Passage to read:
A Brazilian professor is receiving flacks from the Bitcoin community for comparing the digital currency with Ponzi schemes and penny stocks.
Jorge Stolfi, professor at State University of Campinas, and a staunch Bitcoin critic, said in an ETF filing that Bitcoin is a “speculative trading asset, and the value of which is “based on expectations of traders”. He went on saying that Bitcoin should be regulated the same way a Ponzi fund or a Penny stock is regulated.
Stolfi’s comments meanwhile went against the US’s notion of treating Bitcoin like properties. The statements, however, were made in response to Bitcoin Exchange Trades Funds (ETFs), which are considered to be a repackaged version of conventional shares. The US Securities and Exchange Commission is currently reviewing regulation requests from certain Bitcoin ETF companies, for which it needed expert comments.

(Saved entries)
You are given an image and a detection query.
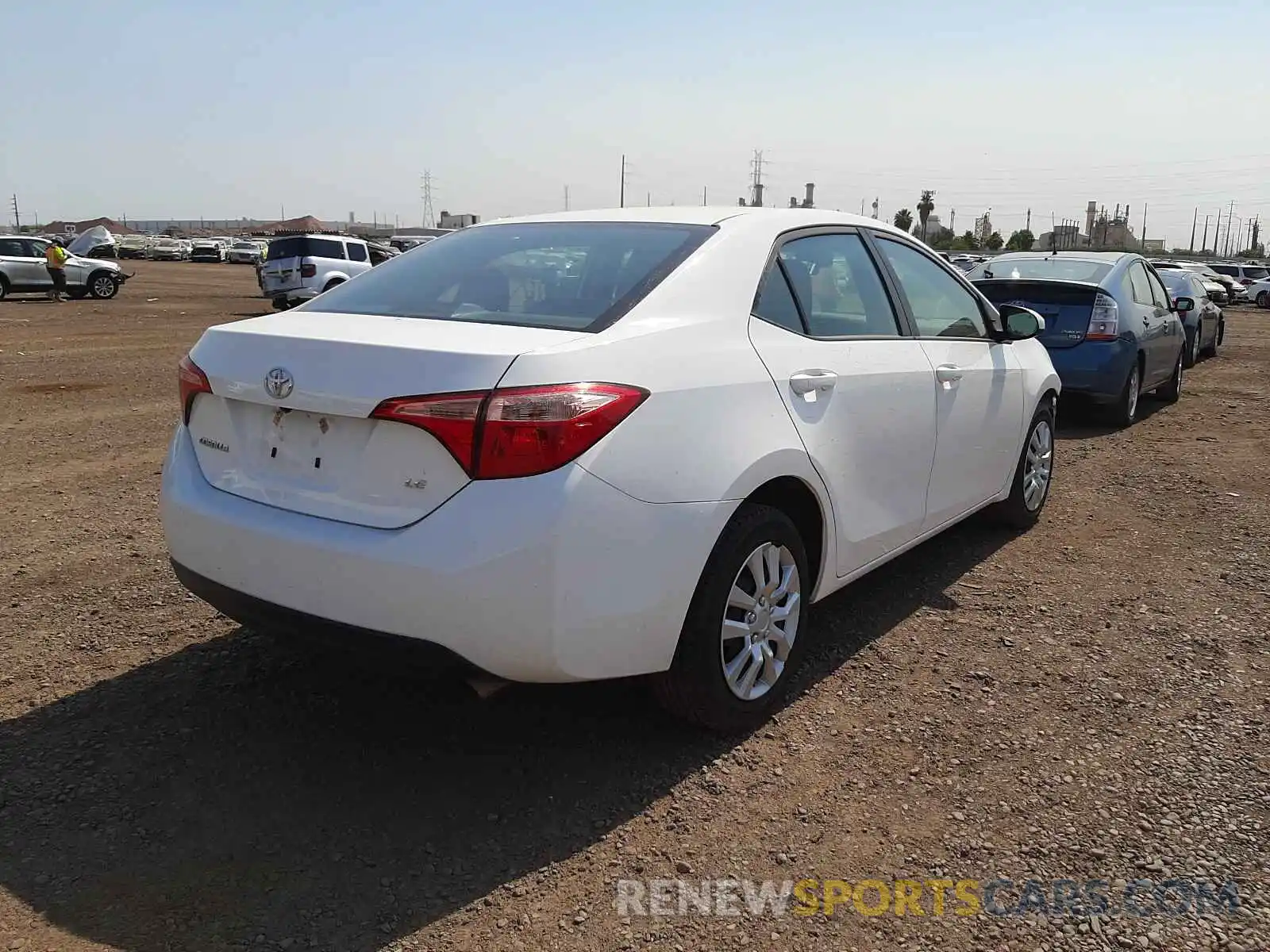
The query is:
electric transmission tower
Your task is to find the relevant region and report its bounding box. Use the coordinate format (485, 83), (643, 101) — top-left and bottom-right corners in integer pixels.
(423, 169), (437, 228)
(749, 148), (764, 208)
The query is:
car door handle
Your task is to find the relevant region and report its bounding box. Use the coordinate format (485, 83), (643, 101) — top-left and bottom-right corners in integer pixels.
(790, 370), (838, 401)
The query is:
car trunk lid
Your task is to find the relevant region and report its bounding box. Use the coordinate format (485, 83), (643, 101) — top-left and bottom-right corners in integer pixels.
(974, 278), (1100, 347)
(188, 317), (580, 529)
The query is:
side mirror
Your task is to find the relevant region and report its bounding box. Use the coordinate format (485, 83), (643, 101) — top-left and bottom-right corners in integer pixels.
(997, 305), (1045, 340)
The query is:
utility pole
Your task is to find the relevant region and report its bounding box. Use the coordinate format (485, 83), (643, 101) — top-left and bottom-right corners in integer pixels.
(749, 148), (764, 208)
(423, 169), (437, 228)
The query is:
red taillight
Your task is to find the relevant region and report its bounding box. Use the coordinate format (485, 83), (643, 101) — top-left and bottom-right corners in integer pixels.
(176, 354), (212, 423)
(371, 383), (648, 480)
(371, 391), (489, 476)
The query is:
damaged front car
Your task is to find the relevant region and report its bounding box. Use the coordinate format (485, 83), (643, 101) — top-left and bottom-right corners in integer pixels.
(0, 226), (133, 300)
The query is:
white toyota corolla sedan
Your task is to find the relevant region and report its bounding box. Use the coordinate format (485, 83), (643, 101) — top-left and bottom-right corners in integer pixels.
(163, 207), (1059, 730)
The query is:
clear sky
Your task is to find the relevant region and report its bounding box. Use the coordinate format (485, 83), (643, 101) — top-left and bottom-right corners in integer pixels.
(0, 0), (1270, 245)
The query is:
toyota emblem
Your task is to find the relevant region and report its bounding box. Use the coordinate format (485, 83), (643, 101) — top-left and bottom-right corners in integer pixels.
(264, 367), (296, 400)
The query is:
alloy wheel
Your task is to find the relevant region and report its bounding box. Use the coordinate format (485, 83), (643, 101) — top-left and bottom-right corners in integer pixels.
(719, 542), (802, 701)
(1024, 420), (1054, 512)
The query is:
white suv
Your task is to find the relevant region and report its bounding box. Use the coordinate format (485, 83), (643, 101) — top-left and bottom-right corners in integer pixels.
(260, 235), (379, 311)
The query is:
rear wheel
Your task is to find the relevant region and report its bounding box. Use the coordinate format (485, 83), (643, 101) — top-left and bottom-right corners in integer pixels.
(1110, 360), (1141, 428)
(1154, 353), (1186, 404)
(87, 271), (119, 301)
(988, 402), (1054, 529)
(1183, 321), (1204, 367)
(652, 503), (811, 734)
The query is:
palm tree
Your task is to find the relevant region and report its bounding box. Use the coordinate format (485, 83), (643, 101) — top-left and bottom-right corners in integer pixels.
(917, 188), (935, 241)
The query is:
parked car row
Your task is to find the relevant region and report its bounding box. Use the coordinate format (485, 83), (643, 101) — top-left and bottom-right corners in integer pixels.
(1151, 259), (1270, 307)
(967, 251), (1203, 427)
(256, 233), (402, 311)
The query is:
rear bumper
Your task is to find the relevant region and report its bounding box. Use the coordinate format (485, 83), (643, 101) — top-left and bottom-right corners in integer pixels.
(1046, 338), (1138, 401)
(263, 286), (321, 305)
(160, 427), (737, 681)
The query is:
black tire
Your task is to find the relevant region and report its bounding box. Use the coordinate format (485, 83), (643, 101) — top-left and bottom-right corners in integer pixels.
(87, 271), (119, 301)
(1107, 360), (1141, 429)
(1183, 321), (1204, 368)
(652, 503), (811, 734)
(1154, 354), (1186, 404)
(1200, 321), (1226, 357)
(987, 400), (1058, 531)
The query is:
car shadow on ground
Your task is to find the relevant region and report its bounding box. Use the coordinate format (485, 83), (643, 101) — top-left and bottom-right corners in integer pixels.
(0, 520), (1011, 952)
(1054, 393), (1168, 440)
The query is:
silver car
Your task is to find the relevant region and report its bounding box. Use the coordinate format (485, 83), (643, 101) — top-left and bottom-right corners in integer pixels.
(0, 235), (132, 300)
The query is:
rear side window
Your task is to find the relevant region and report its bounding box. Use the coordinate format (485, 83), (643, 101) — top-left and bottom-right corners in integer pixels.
(878, 237), (988, 339)
(299, 222), (715, 332)
(779, 235), (899, 338)
(754, 262), (802, 334)
(1129, 262), (1156, 307)
(269, 235), (344, 262)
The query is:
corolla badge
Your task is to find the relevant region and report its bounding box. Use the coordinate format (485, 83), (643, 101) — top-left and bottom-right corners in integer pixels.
(264, 367), (296, 400)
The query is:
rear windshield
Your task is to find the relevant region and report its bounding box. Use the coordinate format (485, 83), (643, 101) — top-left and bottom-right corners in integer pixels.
(298, 222), (714, 332)
(269, 235), (344, 262)
(1157, 268), (1199, 297)
(965, 255), (1111, 284)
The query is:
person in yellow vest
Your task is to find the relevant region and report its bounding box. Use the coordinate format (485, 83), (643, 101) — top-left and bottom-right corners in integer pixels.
(44, 239), (70, 302)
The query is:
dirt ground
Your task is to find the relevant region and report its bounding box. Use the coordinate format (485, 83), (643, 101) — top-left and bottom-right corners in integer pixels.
(0, 262), (1270, 952)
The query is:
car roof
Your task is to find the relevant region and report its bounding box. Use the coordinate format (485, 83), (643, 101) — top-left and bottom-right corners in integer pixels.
(471, 205), (906, 236)
(989, 251), (1141, 264)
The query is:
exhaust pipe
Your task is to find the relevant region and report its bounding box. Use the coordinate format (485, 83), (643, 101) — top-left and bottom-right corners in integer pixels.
(468, 674), (510, 701)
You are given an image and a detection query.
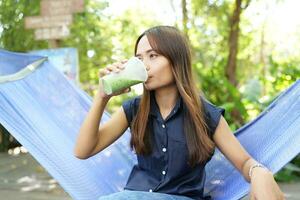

Task:
Pick up the Bitcoin article after its last sentence and continue it. The saved entries have no connection to the Bitcoin article.

Response to this exercise:
The famed Winklevoss Twins, known for their Gemini Bitcoin Exchange, had floated Winklevoss Bitcoin Shares, a Bitcoin ETF almost two years ago. The regulatory hassles involved with such instruments has prevented them from being listed on Nasdaq or any other market of similar stature.
Recently they collaborated with Bats BZX Exchange to make their Bitcoin ETF a reality. Since then, Bats BZX Exchange‘s approval request to list the digital currency based shares on its platform is pending with the SEC. After months of deliberation, the government body has called for an extension of the approval process. The commission in a document dated October 12, 2016, has announced a further delay in the decision-making process following six comment letters it received in this regard.
Stolfi’s anti-Bitcoin letter is one among them.
While Jorge Stolfi’s comment may not have a significant influence on the SEC’s decision, it still displays the kind of opposition faced by the digital currencies. It is hard to take a stand on Bitcoin regulations and trade practices at the moment, especially when the cryptocurrency is still in the process of gaining critical adoption. But, unless the promising technology is given a fair chance to prove itself, we will never know what it is really capable of.